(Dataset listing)
#####

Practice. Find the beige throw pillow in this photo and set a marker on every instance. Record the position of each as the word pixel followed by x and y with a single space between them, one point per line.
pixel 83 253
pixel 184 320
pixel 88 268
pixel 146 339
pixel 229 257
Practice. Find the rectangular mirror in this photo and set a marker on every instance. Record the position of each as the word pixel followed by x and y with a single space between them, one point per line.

#####

_GIVEN REQUEST_
Reproduce the listing above line for line, changing nothing.

_SOLUTION TO THE EXERCISE_
Practice. Find the beige throw pillow in this photo and set a marker on every instance. Record the position of each as the word pixel followed by x and y with a single space between them, one point per line.
pixel 83 253
pixel 184 320
pixel 88 268
pixel 146 339
pixel 229 257
Practice. Find the rectangular mirror in this photo and set a marker on every instance. Record the position of each as the word pixel followed by x and y with a single space between them, one point per line.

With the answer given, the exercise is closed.